WHAT TO PRODUCE – Do these statements agree with the tooth-extraction post below? Answer each with yes or no plus the deciding words from the post, quoted exactly. 1. Having the tooth pulled is called for especially when it is borderline abscessed. 2. Receiving the anesthesia was painless. 3. The writer mentions years spent in the military.

PAGE EXCERPT –

= Beginning of Section =

Friday, November 5, 2010

One of the signs of aging...

....(at least in here..out there you have options).

If you have a wayward tooth, then one of the only solutions here is for you is to have it pulled. Especially if it is borderline abscessed. Today I was granted the thrill of being in the thrall of this activity, truly, madly and deeply..and love was not coming to town. As the dentist initially started giving the anesthesia (which I see as an oxymoron now--why should something that numbs hurt so bad?) I was remissed about a part of me that has been hanging in there for so long (at least on through Panama and the years of the military) the fights!...the flights!...the wrongs and the rights! The situ in here is such that once slated to see this elusive dental person, you better go lest you find yourself in a serious world of hurt and months from relief, yet an hour from tying the old floss around the cell door (they weigh in at 300lbs) and having your cellie slam it because you just can't muster up the courage to look it straight in the face (no pun mind you but I did say a mouthful).

= End of Section =

[Collection entries]

= Beginning of Section =

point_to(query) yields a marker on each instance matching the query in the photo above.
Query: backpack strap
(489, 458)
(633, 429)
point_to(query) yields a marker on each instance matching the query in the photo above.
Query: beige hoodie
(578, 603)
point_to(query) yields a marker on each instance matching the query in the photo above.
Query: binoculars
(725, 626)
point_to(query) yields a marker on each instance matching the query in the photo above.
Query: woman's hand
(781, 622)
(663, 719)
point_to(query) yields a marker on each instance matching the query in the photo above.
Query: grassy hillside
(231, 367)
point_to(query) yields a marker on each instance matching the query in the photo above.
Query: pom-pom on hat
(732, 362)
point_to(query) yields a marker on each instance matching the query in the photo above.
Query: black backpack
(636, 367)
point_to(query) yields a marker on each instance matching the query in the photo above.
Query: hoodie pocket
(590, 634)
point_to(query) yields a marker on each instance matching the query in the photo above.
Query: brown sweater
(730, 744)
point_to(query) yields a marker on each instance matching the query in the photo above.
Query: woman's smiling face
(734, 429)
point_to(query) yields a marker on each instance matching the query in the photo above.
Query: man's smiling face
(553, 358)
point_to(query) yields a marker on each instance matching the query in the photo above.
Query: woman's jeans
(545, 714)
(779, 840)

= End of Section =

ANSWER FOR THIS EXERCISE –
1. Yes: "Especially if it is borderline abscessed."
2. No: "why should something that numbs hurt so bad?"
3. Yes: "at least on through Panama and the years of the military"